## Using the information
A - In the medical memoir extract, what surgery did Vicky O. need when she was admitted to the hospital?
B - Continue the medical memoir extract from where it stops.

===== Extract =====

Even Dr. Twirling Scissors, a surgical resident, was forgiving. He gave me one quick talking-to and then never brought up the incident again. I should mention that none of us liked Dr. Scissors. Imagine the stereotypical obnoxious surgeon, a commanding and capable actor in the operating room and one obnoxious prick outside of it. He was that guy. Or so I analyzed at the time. He may or may not have been so bad.
So here we are at the breast cancer story.
I proved terrible at remembering the information I was supposed to remember, like the names of drugs and the connections of the splanchnic nerve, but to this day I remember the names of certain patients, such as Vicky O. I could tell you the last name, which still means something to me, but conceivably she’s out there in the world and might not appreciate her inclusion in my memoirs.
Vicky O. was about 40, she was a mom and a professional, she spoke with a language and cadence that suggested a good college education. She was admitted to the hospital quite convinced that her breast tumors had returned, which sure enough, they had. She had undergone a lumpectomy before, and needed a mastectomy now, and was facing the event with a stoic resignation that struck me, then as now, as my own response to Things That One Must Do.

===== Extracted data =====

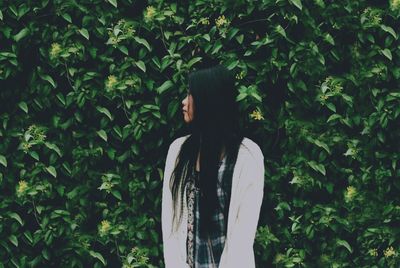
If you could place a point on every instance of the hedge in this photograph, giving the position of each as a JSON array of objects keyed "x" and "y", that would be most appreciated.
[{"x": 90, "y": 101}]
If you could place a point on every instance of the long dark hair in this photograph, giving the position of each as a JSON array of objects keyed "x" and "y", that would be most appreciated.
[{"x": 215, "y": 125}]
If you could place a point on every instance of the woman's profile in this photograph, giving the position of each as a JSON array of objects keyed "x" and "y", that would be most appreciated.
[{"x": 213, "y": 180}]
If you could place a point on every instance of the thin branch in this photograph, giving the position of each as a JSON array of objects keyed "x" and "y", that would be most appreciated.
[{"x": 34, "y": 211}]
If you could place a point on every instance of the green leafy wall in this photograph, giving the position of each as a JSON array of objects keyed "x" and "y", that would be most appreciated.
[{"x": 91, "y": 94}]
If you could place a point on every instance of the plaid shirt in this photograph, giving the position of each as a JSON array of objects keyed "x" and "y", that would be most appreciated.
[{"x": 199, "y": 254}]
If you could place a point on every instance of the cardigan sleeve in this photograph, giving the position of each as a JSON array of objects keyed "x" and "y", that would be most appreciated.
[
  {"x": 240, "y": 247},
  {"x": 172, "y": 256}
]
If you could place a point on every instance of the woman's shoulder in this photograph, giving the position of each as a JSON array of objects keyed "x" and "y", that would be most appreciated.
[
  {"x": 178, "y": 141},
  {"x": 248, "y": 146}
]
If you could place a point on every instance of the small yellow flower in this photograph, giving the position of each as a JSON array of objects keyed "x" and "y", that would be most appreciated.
[
  {"x": 22, "y": 186},
  {"x": 240, "y": 75},
  {"x": 105, "y": 226},
  {"x": 221, "y": 21},
  {"x": 150, "y": 12},
  {"x": 257, "y": 115},
  {"x": 111, "y": 81},
  {"x": 395, "y": 4},
  {"x": 55, "y": 49},
  {"x": 350, "y": 193},
  {"x": 205, "y": 21},
  {"x": 373, "y": 252},
  {"x": 389, "y": 252},
  {"x": 26, "y": 146}
]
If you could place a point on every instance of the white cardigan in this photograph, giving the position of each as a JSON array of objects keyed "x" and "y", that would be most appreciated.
[{"x": 244, "y": 209}]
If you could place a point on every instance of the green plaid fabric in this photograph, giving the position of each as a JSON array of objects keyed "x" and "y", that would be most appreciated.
[{"x": 198, "y": 250}]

=====

## Task answers
A - A mastectomy.

B -
And she was my patient. Which meant that I was the medical student assigned to her case, which meant that….well, if I ever knew what that actually meant, I have forgotten so now. What does it mean for a scared, depressed, struggling medical student to be assigned to a scared, depressed, struggling sufferer of breast cancer?
So I approached the room where Vicky O was lying on a table. She was alone, she was bare from the waist up, and she was crying quietly to herself. I looked at her for a moment, and I did the only thing that made any sense to me at the time, which was to inch out of the room and go away.
I should have kept going away. I should have returned to my awful little apartment, packed my belongings into the yellow Datsun, and headed back to my mother’s house, where I could hide indefinitely in a dark room. But no, I kept at. Not for much longer—my last day as a medical student would come a month or so later. But I should have left that day.
The July 4th recess marked the end of my three months of surgery. Driving back home on the freeway, I think I recognized that I had undergone a transformative experience. I had begun it as a borderline-competent medical student, no great shakes but functional, someone who conceivably could come shining through at the end. Three months later, I had emerged as a hot twisted mess.
I was hoping the long weekend would prove a useful respite from my troubles. Instead, it was the beginning of their acceleration. Which is another story.
Fast forward to present times, and to my novel, “Fergus Falls.” I wrote it long after my medical school years, but the echoes still wormed their way into the narrative. All of the echoes came from those months of surgery. One of the vascular patients was an endearing old Italian with either no legs or on his way to no legs, he had a thick accent and a doting daughter who brought us a cake with spoiled frosting that made us all throw up. I renamed and recast him as Francis Mingalone, the bombastic mayor.
Dr. Scissors is in the story, too. See if you can find him!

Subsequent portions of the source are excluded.